◆ **Lista de tareas**
a. Por favor, copia sin cambios el pasaje del texto sobre la socialización en las aulas que va desde "Lo vemos en sus" hasta "llevaderos en casa.", ambos incluidos.
b. Retoma el texto sobre la socialización en las aulas y continúalo a partir de su última frase.

◆ **Extracto**

□ □ □ □ □

Cuando todo esto sucede, las necesidades buscan camino para su satisfacción y lo han encontrado, más allá del breve tiempo de los recreos, en las aulas de colegios, institutos e incluso de facultades universitarias. (En estas últimas por el progresivo retardo de la maduración socioafectiva)

Si no hay otros espacios y otros tiempos para el necesario contacto, para el encuentro, las aulas se convierten en el nuevo lugar de socialización entre pares, necesario para que se construyan como seres sociales de carne y hueso.

Lo vemos en su deseo de acudir cada mañana al centro educativo y ser cuantos más mejor en cada aula para disfrutar de verdad, para estar vivos.

Lo vemos en sus comportamientos espontáneos ajenos a la necesidad de distancia social, y a la frialdad del no contacto, aunque estemos en plena pandemia.

Lo vemos en los padres que, incluso teletrabajando en muchos casos, necesitan a sus hijos en la escuela porque así son mucho más llevaderos en casa.

□ □ □ □ □

◆ **Extractos de líneas**
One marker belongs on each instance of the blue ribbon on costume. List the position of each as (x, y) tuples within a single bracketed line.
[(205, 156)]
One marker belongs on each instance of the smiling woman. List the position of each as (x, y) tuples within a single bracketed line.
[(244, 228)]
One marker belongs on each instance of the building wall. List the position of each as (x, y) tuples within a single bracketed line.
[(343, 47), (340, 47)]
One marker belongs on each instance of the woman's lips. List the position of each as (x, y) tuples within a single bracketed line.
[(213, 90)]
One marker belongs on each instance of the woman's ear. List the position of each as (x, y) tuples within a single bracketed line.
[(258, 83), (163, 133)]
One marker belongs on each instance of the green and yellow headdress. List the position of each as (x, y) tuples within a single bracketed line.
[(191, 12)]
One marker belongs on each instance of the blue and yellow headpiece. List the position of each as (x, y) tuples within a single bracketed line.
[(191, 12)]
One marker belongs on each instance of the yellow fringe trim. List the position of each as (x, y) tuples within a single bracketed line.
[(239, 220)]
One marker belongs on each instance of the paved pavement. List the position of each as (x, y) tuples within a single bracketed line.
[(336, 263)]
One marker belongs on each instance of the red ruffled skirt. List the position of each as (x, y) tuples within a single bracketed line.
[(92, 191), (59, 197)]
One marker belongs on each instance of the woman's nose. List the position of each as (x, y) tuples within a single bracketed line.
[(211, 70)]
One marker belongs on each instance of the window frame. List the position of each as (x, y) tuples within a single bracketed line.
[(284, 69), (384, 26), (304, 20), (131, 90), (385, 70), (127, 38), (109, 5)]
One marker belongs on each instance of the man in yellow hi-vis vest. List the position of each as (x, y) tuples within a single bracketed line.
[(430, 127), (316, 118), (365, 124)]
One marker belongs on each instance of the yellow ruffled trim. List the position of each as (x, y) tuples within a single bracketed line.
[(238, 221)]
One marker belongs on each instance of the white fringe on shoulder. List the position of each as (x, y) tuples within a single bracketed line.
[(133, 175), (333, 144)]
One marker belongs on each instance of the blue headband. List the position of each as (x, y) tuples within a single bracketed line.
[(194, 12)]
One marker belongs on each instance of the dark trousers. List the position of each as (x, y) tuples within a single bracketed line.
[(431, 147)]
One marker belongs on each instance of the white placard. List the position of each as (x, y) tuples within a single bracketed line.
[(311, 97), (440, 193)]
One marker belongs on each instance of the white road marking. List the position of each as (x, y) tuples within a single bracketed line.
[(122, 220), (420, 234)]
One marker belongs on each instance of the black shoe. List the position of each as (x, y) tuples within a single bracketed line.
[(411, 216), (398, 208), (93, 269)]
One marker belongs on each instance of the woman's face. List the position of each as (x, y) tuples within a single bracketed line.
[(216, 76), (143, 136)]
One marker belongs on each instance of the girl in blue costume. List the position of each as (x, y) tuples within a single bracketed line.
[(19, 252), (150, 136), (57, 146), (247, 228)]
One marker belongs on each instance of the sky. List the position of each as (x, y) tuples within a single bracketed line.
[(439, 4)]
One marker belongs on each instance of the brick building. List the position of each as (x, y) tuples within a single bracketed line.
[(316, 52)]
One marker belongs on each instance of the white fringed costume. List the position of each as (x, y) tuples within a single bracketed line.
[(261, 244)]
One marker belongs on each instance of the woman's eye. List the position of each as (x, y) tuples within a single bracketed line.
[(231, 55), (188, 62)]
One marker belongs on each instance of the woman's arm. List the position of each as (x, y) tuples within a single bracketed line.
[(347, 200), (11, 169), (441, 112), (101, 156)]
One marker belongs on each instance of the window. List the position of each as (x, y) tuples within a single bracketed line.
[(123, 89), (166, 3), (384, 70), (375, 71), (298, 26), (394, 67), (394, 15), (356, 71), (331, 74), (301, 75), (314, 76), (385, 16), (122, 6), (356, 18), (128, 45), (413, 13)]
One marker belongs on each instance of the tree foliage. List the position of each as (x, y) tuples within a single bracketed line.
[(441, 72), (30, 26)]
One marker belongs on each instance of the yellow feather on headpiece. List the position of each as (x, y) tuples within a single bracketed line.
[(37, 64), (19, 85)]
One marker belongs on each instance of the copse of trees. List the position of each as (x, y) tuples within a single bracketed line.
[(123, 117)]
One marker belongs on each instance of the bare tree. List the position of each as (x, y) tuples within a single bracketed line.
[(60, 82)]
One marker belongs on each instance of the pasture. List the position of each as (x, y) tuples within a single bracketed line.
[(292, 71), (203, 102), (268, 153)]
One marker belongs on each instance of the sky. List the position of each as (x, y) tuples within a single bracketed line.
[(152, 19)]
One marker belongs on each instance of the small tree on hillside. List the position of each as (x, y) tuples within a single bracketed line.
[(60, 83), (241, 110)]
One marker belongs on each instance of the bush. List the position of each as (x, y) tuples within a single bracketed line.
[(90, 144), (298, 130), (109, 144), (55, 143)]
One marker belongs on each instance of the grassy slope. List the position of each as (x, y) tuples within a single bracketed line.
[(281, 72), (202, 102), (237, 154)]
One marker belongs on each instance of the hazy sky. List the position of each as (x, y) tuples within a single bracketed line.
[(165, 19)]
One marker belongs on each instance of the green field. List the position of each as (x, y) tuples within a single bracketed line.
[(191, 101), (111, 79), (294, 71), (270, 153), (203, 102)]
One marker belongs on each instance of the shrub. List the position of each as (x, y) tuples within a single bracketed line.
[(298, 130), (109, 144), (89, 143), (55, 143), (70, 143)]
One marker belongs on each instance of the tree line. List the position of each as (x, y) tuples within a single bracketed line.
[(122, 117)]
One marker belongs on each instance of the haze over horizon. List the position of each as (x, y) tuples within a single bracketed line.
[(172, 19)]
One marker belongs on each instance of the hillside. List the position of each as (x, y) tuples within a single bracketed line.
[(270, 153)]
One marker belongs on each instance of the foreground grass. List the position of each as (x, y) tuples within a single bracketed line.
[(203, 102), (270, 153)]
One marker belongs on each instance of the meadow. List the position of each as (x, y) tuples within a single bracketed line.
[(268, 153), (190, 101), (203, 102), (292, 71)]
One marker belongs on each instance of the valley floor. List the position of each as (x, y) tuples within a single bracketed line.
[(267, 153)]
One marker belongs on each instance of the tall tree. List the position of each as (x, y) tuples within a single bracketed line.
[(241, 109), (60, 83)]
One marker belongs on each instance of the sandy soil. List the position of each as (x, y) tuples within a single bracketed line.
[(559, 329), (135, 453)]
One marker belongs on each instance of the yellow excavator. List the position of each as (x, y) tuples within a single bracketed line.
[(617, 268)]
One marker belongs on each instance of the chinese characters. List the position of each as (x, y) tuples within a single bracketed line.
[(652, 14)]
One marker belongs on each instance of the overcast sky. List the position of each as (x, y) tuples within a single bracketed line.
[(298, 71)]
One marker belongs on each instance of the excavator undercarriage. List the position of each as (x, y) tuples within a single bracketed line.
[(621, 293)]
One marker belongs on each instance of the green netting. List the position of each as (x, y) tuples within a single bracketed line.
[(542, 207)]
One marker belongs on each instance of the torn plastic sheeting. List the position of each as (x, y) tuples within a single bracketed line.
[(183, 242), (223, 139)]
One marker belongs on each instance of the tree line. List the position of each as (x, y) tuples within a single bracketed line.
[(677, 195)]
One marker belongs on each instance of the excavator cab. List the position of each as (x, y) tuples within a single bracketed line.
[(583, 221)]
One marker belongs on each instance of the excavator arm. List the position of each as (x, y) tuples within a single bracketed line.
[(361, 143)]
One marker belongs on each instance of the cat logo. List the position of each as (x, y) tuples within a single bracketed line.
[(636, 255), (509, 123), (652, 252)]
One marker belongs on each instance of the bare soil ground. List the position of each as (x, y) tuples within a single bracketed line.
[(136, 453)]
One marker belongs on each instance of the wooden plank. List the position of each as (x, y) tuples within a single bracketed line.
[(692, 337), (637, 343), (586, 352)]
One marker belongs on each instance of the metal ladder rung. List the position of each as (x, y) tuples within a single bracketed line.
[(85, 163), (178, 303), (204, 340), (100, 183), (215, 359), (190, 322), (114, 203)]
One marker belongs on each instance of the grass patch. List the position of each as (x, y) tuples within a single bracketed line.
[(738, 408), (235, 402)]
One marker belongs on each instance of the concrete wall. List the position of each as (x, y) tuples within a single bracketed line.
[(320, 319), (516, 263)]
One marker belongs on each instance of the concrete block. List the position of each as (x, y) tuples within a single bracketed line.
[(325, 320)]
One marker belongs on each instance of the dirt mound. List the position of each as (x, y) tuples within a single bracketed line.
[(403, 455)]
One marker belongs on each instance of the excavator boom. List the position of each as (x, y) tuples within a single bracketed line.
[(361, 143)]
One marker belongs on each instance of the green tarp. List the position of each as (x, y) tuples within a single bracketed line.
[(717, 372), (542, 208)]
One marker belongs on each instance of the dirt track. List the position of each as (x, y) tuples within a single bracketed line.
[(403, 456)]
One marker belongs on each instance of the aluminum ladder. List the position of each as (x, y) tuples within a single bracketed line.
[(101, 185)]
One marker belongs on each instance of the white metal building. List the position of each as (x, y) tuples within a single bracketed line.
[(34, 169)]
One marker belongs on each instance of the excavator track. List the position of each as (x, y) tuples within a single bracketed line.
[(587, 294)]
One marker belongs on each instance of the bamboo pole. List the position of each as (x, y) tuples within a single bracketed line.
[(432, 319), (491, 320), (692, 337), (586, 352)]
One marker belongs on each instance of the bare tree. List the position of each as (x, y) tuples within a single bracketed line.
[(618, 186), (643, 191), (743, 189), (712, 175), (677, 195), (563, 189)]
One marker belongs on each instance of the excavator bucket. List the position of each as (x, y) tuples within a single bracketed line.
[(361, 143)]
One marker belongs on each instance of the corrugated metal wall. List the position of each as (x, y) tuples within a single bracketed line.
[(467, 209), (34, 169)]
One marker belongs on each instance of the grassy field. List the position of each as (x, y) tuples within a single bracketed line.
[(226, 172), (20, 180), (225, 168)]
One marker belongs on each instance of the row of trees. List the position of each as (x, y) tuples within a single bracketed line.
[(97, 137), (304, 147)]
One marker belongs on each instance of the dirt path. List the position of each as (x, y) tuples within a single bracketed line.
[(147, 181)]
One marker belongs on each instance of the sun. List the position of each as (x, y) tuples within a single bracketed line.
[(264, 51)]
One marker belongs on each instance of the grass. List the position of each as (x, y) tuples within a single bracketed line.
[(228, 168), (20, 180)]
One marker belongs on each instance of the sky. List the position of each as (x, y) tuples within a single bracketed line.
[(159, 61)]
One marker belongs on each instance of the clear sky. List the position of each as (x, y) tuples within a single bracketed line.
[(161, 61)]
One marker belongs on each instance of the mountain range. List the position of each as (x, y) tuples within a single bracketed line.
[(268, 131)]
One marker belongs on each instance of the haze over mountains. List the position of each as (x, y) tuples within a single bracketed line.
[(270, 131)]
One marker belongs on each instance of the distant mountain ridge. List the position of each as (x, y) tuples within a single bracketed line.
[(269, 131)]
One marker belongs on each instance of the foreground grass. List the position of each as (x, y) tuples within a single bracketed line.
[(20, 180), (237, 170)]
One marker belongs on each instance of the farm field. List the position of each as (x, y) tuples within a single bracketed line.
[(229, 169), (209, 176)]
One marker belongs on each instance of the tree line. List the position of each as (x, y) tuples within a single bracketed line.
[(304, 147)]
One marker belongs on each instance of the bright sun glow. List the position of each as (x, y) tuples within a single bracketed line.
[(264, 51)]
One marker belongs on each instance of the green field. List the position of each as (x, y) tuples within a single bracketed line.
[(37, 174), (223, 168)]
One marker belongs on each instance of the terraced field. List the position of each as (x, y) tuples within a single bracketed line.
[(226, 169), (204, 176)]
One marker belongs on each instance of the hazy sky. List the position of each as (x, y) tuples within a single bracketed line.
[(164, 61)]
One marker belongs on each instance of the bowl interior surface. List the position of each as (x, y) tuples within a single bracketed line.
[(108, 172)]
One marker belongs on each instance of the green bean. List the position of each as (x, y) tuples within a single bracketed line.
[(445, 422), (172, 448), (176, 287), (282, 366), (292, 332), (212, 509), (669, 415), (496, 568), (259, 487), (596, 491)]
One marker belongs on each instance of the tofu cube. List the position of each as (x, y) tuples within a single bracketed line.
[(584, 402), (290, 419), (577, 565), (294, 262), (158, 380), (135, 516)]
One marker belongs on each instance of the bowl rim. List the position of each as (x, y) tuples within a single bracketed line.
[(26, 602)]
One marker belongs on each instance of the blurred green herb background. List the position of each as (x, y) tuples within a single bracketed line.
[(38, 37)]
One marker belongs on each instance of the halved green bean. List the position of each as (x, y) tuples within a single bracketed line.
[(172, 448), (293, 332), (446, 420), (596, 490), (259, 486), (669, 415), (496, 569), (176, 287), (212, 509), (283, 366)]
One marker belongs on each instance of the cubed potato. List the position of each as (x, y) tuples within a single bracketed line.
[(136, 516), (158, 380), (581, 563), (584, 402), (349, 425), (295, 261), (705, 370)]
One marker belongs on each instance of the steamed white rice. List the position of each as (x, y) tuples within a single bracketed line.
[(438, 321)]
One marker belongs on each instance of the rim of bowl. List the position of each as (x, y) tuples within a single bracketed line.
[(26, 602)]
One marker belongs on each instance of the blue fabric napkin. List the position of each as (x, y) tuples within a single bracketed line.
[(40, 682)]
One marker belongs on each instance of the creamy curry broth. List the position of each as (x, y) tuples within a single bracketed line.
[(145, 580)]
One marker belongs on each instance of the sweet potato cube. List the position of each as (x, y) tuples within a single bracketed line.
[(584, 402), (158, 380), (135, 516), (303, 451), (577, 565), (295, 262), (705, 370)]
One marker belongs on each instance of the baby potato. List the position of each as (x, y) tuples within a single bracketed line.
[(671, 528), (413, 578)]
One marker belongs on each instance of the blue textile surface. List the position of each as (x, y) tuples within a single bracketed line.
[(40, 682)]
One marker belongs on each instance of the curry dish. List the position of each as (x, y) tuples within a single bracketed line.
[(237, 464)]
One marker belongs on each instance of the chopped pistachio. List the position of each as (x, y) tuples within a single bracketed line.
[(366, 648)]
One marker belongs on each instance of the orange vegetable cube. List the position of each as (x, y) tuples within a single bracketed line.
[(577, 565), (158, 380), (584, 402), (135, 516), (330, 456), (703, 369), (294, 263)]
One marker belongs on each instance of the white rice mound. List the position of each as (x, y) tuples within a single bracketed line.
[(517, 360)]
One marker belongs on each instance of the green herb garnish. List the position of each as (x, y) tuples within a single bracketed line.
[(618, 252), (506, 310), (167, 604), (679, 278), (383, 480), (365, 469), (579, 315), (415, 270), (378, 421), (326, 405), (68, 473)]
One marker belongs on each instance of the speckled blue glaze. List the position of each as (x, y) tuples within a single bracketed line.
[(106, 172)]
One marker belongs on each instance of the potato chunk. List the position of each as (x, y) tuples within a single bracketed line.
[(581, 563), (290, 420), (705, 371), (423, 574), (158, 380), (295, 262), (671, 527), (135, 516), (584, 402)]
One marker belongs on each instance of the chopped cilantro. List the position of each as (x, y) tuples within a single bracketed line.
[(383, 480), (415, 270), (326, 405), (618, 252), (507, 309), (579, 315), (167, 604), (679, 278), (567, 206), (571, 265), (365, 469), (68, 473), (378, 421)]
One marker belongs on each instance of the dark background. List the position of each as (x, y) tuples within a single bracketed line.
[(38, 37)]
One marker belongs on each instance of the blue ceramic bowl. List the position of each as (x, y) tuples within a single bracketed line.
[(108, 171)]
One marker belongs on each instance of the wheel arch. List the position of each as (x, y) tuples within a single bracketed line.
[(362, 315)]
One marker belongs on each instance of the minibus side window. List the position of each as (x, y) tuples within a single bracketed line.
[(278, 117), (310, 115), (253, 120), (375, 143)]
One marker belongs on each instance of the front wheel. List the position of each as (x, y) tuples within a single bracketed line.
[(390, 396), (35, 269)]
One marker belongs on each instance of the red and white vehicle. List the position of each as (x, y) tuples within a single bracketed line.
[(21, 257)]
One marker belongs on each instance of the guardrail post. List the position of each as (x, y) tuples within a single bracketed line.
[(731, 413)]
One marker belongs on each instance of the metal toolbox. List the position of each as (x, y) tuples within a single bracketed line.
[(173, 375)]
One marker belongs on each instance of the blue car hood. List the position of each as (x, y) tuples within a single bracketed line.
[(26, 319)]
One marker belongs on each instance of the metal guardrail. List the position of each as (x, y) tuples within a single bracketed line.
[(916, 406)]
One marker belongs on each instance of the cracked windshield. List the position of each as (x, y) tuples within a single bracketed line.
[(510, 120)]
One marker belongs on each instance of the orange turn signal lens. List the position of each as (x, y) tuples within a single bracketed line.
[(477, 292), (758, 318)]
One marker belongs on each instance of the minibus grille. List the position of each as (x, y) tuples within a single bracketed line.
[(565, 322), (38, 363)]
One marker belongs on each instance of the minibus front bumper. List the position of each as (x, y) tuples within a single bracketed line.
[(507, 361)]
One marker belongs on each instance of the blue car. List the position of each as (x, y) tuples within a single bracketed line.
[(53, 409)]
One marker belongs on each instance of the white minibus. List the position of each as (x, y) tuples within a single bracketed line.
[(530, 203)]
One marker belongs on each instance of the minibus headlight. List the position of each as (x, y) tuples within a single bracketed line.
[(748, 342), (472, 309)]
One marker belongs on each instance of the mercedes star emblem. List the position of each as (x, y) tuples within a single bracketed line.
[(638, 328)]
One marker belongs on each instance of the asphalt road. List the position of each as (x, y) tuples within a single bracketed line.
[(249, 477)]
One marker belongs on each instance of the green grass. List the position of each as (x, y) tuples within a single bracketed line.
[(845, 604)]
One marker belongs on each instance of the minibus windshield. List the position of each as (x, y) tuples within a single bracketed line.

□ □ □ □ □

◆ **Respuestas**
a.
Lo vemos en sus comportamientos espontáneos ajenos a la necesidad de distancia social, y a la frialdad del no contacto, aunque estemos en plena pandemia.

Lo vemos en los padres que, incluso teletrabajando en muchos casos, necesitan a sus hijos en la escuela porque así son mucho más llevaderos en casa.

b.
Y lo vemos en las medidas políticas, que priman la promoción de cada curso y el porcentaje de aprobados sobre la formación y el aprendizaje. No tratan de construir ciudadanos, sino de ahorrar una partida dedicada a la conciliación.

Lo vemos en unos padres doblemente engañados -y autoengañados- al tener a sus hijos recogidos y al ver los buenos resultados que obtienen.

14 de febrero de 2021

Pandemia y educación (2ª parte)

Otra verdad que aflora es la falta de interes por la educación de nuestras autoridades, que disimulan cada vez más a duras penas. No es extraño si tenemos en cuenta que la política lleva años profesionalizada (como señaló Max Weber hace ya más de un siglo hablando de la burocratización social y los tipos de político) y quien ha abrazado este oficio no quiere ir al paro, sino seguir ocupando cargos.

El político profesional piensa a cuatro años vista y las inversiones educativas no se lucen a tan corto plazo.

Esta falta de interés se une a la confianza en la maquinaria del estado y su inercial funcionamiento. Nuestros políticos de oficio dan por sentada la rutinaria marcha de las ruedas burocráticas, sin reparar en ello siquiera, y cuando alguna se avería, a menudo por simple falta de mantenimiento, la parchean improvisadamente.

En el caso de la educación hay que añadir el generoso y voluntario trabajo que la mayoría de los docentes realizan, muy por encima del que su función administrativa exige.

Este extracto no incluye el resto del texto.